### [TASK]
Render the records below as a Markdown table with the columns "Row" and "Line", giving each nonblank line its own numbered row. Omit the pictures and any blank lines.

### [ENTRIES SHOWN]
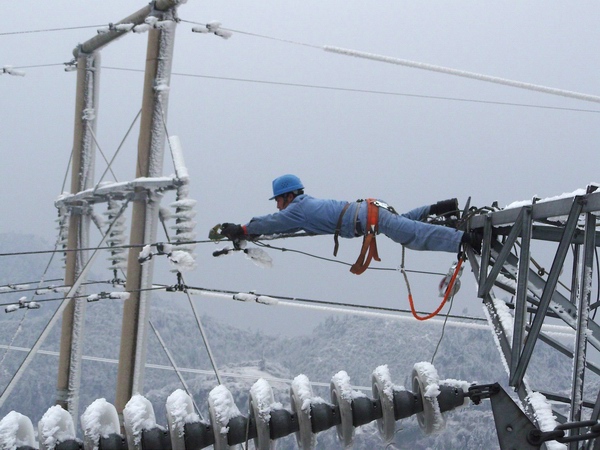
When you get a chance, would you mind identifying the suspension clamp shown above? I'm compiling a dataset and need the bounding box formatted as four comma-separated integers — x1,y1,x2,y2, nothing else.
467,383,500,405
166,272,188,292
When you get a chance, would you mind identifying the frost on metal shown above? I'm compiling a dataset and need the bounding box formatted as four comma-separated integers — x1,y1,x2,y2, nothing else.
38,405,75,450
123,394,157,449
373,364,406,402
331,370,366,403
0,411,35,450
250,378,283,423
81,398,120,450
208,385,241,434
166,389,200,437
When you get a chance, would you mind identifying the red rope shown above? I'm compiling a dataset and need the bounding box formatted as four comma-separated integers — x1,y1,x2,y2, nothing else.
404,258,463,320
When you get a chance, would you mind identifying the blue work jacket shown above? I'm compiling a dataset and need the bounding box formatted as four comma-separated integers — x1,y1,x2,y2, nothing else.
245,194,358,238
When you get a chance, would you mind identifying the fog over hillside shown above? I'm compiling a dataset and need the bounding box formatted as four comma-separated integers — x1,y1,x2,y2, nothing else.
0,234,570,449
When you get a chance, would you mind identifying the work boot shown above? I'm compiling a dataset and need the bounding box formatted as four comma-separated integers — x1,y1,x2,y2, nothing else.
429,198,458,216
460,230,483,255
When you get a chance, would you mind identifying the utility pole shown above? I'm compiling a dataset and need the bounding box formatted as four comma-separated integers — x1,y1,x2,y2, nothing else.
56,52,100,419
115,2,176,414
56,0,181,420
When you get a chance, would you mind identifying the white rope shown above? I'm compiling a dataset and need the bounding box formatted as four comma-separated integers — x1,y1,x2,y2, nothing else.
323,45,600,103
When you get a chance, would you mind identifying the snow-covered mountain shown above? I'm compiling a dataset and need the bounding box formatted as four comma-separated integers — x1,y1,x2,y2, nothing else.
0,235,570,449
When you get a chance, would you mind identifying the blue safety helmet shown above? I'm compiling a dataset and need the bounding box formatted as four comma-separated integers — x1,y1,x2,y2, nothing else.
269,174,304,200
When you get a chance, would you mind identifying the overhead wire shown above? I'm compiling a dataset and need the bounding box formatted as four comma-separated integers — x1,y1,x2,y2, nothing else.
0,24,105,36
101,66,600,114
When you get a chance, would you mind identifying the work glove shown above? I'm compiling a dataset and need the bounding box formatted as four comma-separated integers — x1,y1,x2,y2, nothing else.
221,223,246,241
429,198,458,216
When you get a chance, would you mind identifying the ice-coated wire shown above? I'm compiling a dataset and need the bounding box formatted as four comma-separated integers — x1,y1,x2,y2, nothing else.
323,45,600,103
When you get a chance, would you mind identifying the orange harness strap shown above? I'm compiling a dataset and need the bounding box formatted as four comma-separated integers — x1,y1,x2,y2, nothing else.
350,198,381,275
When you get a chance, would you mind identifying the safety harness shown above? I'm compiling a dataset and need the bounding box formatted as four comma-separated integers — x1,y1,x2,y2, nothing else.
333,198,398,275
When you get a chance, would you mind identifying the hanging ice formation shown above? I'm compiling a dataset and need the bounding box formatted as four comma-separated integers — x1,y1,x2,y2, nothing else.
169,136,196,270
56,205,69,269
104,198,127,279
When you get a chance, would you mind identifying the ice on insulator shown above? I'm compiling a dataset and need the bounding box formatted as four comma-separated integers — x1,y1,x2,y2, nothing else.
170,209,197,220
158,206,173,221
412,361,446,434
292,374,316,412
171,198,198,209
373,364,405,401
0,411,35,450
168,250,196,272
527,392,566,450
123,394,157,449
138,244,152,261
144,16,158,26
208,384,241,435
81,398,120,450
169,220,196,233
331,370,366,403
38,405,75,450
166,389,200,437
173,232,196,243
439,378,475,409
250,378,283,422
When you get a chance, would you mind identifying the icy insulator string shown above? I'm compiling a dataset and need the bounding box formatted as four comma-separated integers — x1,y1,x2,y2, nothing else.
56,206,69,268
104,199,127,270
323,45,600,103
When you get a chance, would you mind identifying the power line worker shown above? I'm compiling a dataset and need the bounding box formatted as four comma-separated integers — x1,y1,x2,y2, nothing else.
221,174,481,270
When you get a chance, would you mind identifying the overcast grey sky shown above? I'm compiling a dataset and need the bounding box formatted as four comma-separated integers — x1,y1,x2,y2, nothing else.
0,0,600,332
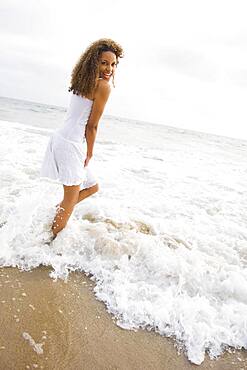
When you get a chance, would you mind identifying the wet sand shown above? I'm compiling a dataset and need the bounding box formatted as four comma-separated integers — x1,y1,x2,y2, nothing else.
0,267,247,370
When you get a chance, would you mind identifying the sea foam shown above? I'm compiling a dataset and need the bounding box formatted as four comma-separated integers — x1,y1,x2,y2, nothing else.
0,121,247,364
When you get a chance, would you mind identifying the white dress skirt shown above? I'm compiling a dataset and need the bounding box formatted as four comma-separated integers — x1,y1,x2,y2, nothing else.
40,93,98,190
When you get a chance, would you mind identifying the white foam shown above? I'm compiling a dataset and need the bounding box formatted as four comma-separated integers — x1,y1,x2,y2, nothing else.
0,119,247,364
22,332,44,355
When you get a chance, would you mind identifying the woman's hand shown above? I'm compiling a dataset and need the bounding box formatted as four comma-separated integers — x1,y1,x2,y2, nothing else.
84,155,92,167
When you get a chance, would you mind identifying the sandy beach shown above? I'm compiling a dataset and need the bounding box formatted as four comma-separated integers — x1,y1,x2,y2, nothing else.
0,267,247,370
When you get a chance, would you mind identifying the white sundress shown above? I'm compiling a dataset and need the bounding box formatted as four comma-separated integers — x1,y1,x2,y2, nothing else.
40,93,97,190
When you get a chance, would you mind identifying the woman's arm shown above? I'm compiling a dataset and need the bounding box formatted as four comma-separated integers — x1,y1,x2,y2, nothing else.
84,80,111,166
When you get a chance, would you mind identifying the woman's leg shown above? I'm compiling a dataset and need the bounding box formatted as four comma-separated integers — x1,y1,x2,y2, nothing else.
77,184,99,203
52,185,80,238
56,184,99,207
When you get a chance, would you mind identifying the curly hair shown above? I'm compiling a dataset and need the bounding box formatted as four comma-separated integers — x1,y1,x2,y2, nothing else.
69,38,123,96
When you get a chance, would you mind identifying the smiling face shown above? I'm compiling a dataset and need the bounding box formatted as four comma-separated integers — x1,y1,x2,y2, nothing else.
99,51,117,81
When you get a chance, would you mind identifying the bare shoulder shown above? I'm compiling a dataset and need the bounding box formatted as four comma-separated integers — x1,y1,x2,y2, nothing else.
95,79,111,97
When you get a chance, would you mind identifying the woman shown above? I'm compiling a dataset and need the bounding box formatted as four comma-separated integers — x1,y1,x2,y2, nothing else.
41,39,123,239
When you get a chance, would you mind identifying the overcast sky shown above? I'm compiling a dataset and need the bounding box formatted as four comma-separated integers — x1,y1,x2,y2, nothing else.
0,0,247,139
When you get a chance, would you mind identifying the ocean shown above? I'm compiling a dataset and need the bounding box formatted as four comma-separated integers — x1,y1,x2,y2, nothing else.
0,97,247,364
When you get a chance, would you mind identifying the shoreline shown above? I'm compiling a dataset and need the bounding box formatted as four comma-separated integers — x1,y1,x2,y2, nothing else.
0,267,247,370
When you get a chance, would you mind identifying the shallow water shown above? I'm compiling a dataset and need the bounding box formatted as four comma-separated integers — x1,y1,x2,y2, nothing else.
0,96,247,364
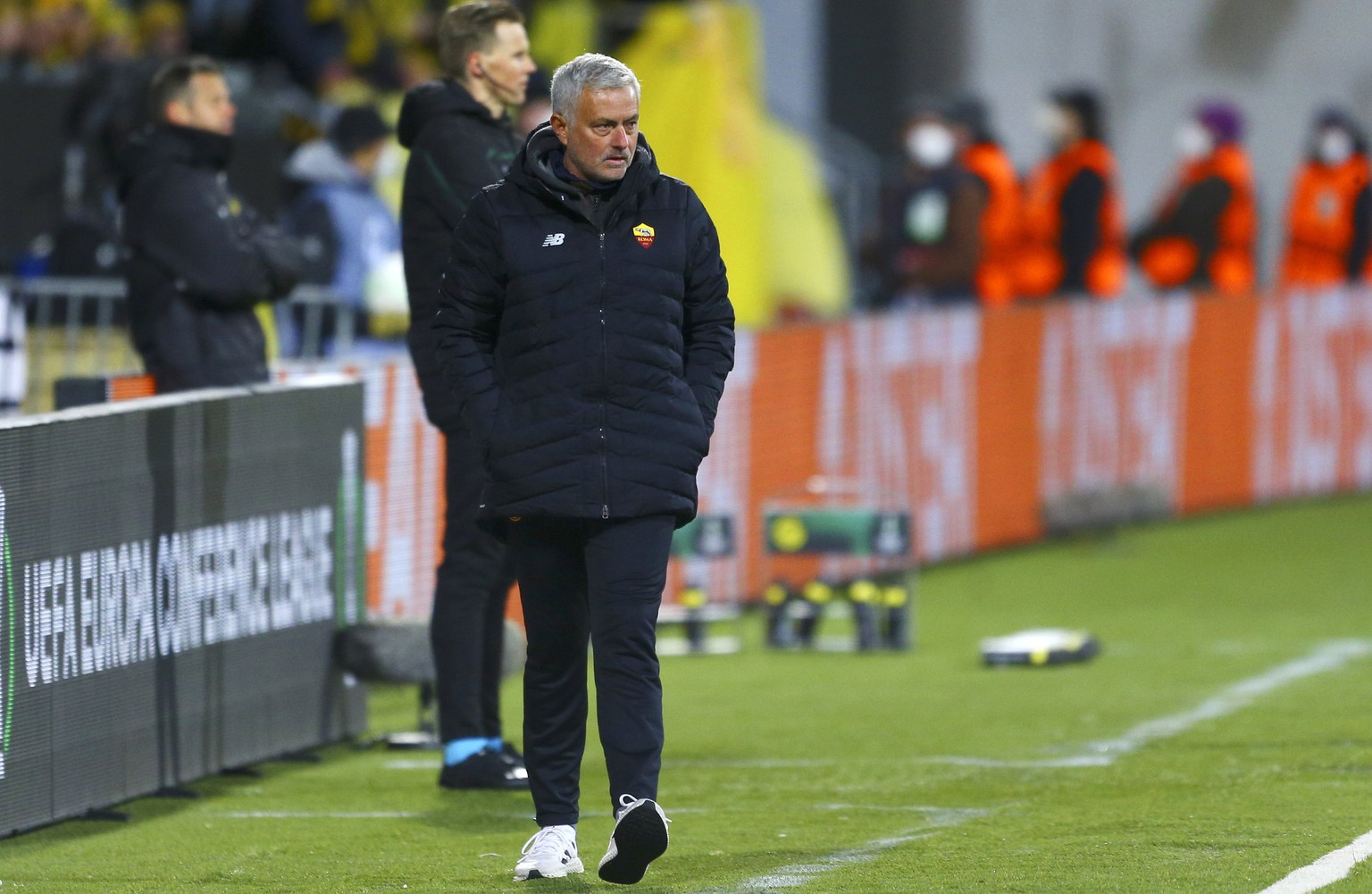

### [THE REPLY]
| Row | Line |
|---|---|
| 1 | When you get a chance, would you mind identifying the suspension clamp shown above? I'm compiling a dataset and need the bounding box formatted as four comma-separated integers — x1,y1,x2,y2, nothing else. |
| 2 | 467,383,500,405 |
| 3 | 166,272,188,292 |
| 4 | When you get a chance, would you mind identifying the frost on metal shown above? I'm compiling a dataset and need the bounding box formatted as four comma-separated integers — x1,y1,x2,y2, nothing else. |
| 5 | 38,405,75,450 |
| 6 | 123,394,157,449 |
| 7 | 373,364,406,402 |
| 8 | 331,370,366,403 |
| 9 | 0,411,35,450 |
| 10 | 250,378,283,423 |
| 11 | 81,398,120,450 |
| 12 | 208,385,241,434 |
| 13 | 166,389,200,437 |
| 14 | When you get a chance, would you mind identifying the red rope shown above? I'm compiling a dataset and need the bounding box formatted as four comma-separated integers — x1,y1,x2,y2, nothing else. |
| 15 | 404,258,463,320 |
| 16 | When you get a chance, would you mind identifying the blue work jacket shown above? I'm compiling a dataset and need the bounding box formatted as four comma-separated integers — x1,y1,x2,y2, nothing else. |
| 17 | 245,194,358,238 |
| 18 | When you get a chance, would you mind identifying the fog over hillside shown above? I'm compiling a dataset and need the bounding box formatted as four comma-separated integers — x1,y1,x2,y2, nothing else. |
| 19 | 0,234,570,449 |
| 20 | When you get a chance, would you mind identifying the work boot shown above? I'm compiling a dataset and need the bounding box formatted as four comma-separated integers — x1,y1,x2,y2, nothing else. |
| 21 | 429,198,458,216 |
| 22 | 460,230,483,255 |
| 23 | When you get a chance, would you mind identifying the utility pole shown above? I'm compiling a dataset and need the bounding box formatted as four comma-separated integers — x1,y1,x2,y2, nothing else. |
| 24 | 56,52,100,419 |
| 25 | 115,2,176,414 |
| 26 | 56,0,181,420 |
| 27 | When you get a chance, would you mind identifying the white rope shown above? I'm compiling a dataset and need the bounding box formatted as four comma-separated integers — x1,y1,x2,y2, nothing else. |
| 28 | 323,45,600,103 |
| 29 | When you get a chance, would you mind identifying the snow-covered mountain shown above? I'm compiling a dataset and need the bounding box formatted as four comma-separated integers — x1,y1,x2,y2, nothing else. |
| 30 | 0,235,570,449 |
| 31 | When you get a chance, would you mind identifying the blue safety helmet shown above? I'm compiling a dataset and need the bounding box formatted as four comma-separated integers — x1,y1,x2,y2, nothing else. |
| 32 | 269,174,304,200 |
| 33 | When you get a chance, would you mind identifying the overhead wire shown above? I'm compiling a dataset and need the bounding box formatted as four comma-separated integers — x1,y1,x2,y2, nothing else. |
| 34 | 0,24,105,36 |
| 35 | 101,66,600,114 |
| 36 | When you get a chance, would you mind identifying the work glove shown above? I'm compiling a dataset and need the bounding box formatted as four comma-separated integers — x1,y1,x2,y2, nothing else. |
| 37 | 221,223,246,241 |
| 38 | 429,198,458,216 |
| 39 | When you get a chance, would you mind identifying the ice-coated wire shown above? I'm compiling a dataset and need the bounding box formatted as four comma-separated integers — x1,y1,x2,y2, nothing else. |
| 40 | 323,45,600,103 |
| 41 | When you get a chance, would you mind identifying the orange harness strap shown above? I'm compiling a dataset and need the bounding box formatted as four comma-separated integers — x1,y1,x2,y2, nothing else. |
| 42 | 350,198,381,275 |
| 43 | When you get a chance, would you mind identifying the safety harness shown above? I'm compiling a dataset and need the bounding box formatted as four comma-separated integers — x1,y1,x2,y2, nothing else. |
| 44 | 333,198,398,275 |
| 45 | When you get a chance, would you mind identifying the hanging ice formation shown above? I'm compiling a dataset and need the bounding box formatted as four comma-separated integers — x1,y1,x2,y2, nothing else. |
| 46 | 169,136,196,270 |
| 47 | 56,205,69,269 |
| 48 | 104,198,127,279 |
| 49 | When you get a chance, would you mind identifying the ice on insulator shown above? I'm compiling a dataset and need the bounding box formatted as four comma-separated integers — x1,y1,x2,y2, nothing else. |
| 50 | 170,209,197,220 |
| 51 | 158,206,173,221 |
| 52 | 412,361,446,434 |
| 53 | 292,374,316,412 |
| 54 | 171,198,198,209 |
| 55 | 373,364,405,401 |
| 56 | 0,411,35,450 |
| 57 | 168,250,196,272 |
| 58 | 527,392,566,450 |
| 59 | 123,394,157,449 |
| 60 | 138,244,152,261 |
| 61 | 144,16,158,26 |
| 62 | 208,384,241,435 |
| 63 | 81,398,120,450 |
| 64 | 169,220,196,233 |
| 65 | 331,370,366,403 |
| 66 | 38,405,75,450 |
| 67 | 166,389,200,437 |
| 68 | 173,232,196,243 |
| 69 | 439,378,475,409 |
| 70 | 250,378,283,422 |
| 71 | When you get a chance, would you mind identifying the icy insulator string shown above? I'm compiling a dataset and need the bounding box formatted as four comma-separated integers — x1,y1,x2,y2, nothing else. |
| 72 | 56,206,69,268 |
| 73 | 104,199,127,270 |
| 74 | 323,45,600,103 |
| 75 | When you get a chance, would you mind identifying the power line worker shown above? I'm compiling a dataset and need the bounding box formatted as four comma-separated integers — x1,y1,x2,y2, nothing else. |
| 76 | 221,174,481,270 |
| 77 | When you get a chance, would you mind identifying the overcast grey sky shown above? I'm compiling a dataset and need the bounding box formatted as four comma-separated integers — x1,y1,x2,y2, nothing else. |
| 78 | 0,0,600,332 |
| 79 | When you get a chance, would you mind identifying the wet sand shown above? I'm compiling a dataset and need the bounding box formatted as four comma-separated integers — x1,y1,x2,y2, nothing else. |
| 80 | 0,267,247,370 |
| 81 | When you get a chance, would you mind identifying the sea foam shown above? I'm compiling a dataset and need the bounding box formatted as four comma-separated integers — x1,y1,x2,y2, nothing else. |
| 82 | 0,121,247,364 |
| 83 | When you get a chance, would you mind identifying the white dress skirt shown above? I'm compiling a dataset and need the bounding box formatted as four comma-separated integers — x1,y1,x2,y2, nothing else. |
| 84 | 40,93,98,190 |
| 85 | When you get a chance, would you mind identifying the white foam shown above? I'm compiling a dataset and need the bounding box formatted as four comma-separated integers — x1,y1,x2,y2, nothing else. |
| 86 | 0,119,247,364 |
| 87 | 22,332,44,355 |
| 88 | When you get a chance, would you mind identifying the woman's hand shown above? I'm compiling a dataset and need the bounding box formatted as four comma-separated integers — x1,y1,x2,y2, nothing else. |
| 89 | 84,155,92,167 |
| 90 | When you get a chance, would you mind identifying the sandy beach shown above? I'm compiling a dataset and need the bounding box formatted as four comma-separated integers — x1,y1,x2,y2, nothing else. |
| 91 | 0,267,247,370 |
| 92 | When you get a chance, would you mind identifying the white sundress shown above? I'm compiling a dataset and need the bounding box formatted as four comma-separated integers — x1,y1,x2,y2, nothing else. |
| 93 | 40,93,97,190 |
| 94 | When you get a chance, would you mind identifying the woman's arm shown above? I'm compiling a dataset and need the bounding box formatted as four comma-separated integers — x1,y1,x2,y2, nothing else. |
| 95 | 84,80,111,166 |
| 96 | When you get a chance, would you mind identifying the woman's leg shown above? I'm compiling a dataset and need the bounding box formatted as four comma-separated integers — x1,y1,x2,y2, nothing else. |
| 97 | 77,184,99,203 |
| 98 | 52,185,80,238 |
| 99 | 56,184,99,207 |
| 100 | When you get a chance, would you mind identifying the curly hair shown above? I'm compiling a dataset and need the bounding box formatted as four comma-separated integers — x1,y1,x2,y2, nothing else. |
| 101 | 69,38,123,96 |
| 102 | When you get a chance, would you mind identifying the smiling face shown above? I'm compiling a dataset and need the bounding box formatted as four comma-separated integers — x1,y1,x2,y2, nothing else. |
| 103 | 99,51,117,81 |
| 104 | When you get a chance, would you mind identifying the bare shoulder shown above? I'm compiling a dataset and need the bounding box formatted as four comma-separated integers — x1,y1,x2,y2, nothing else. |
| 105 | 95,79,111,97 |
| 106 | When you get a chance, would you mind identifying the woman shown above? I'm compiling a dataset and need the bounding box formatted as four comma-separated integers — x1,y1,x2,y2, nothing else. |
| 107 | 41,39,123,239 |
| 108 | When you get a chance, would you mind identifying the overcast sky shown above? I'm compiling a dataset and need the bounding box formatted as four comma-separated integers — x1,y1,x2,y2, nothing else. |
| 109 | 0,0,247,139 |
| 110 | When you get a chance, would you mind identifying the ocean shown above? I'm compiling a dataset and need the bounding box formatted as four comma-separated integers — x1,y1,x2,y2, nothing else. |
| 111 | 0,97,247,364 |
| 112 | When you get a chance, would you mind identifying the shoreline shown above? I'm compiling a dataset and need the bounding box formatted as four comma-separated integers — x1,y1,x2,y2, nothing else. |
| 113 | 0,267,247,370 |
| 114 | When you get a chance, would you mind identifying the shallow water shown above? I'm compiling a dataset and need the bounding box formatted as four comma-separated integers — x1,y1,x2,y2, nothing else. |
| 115 | 0,96,247,364 |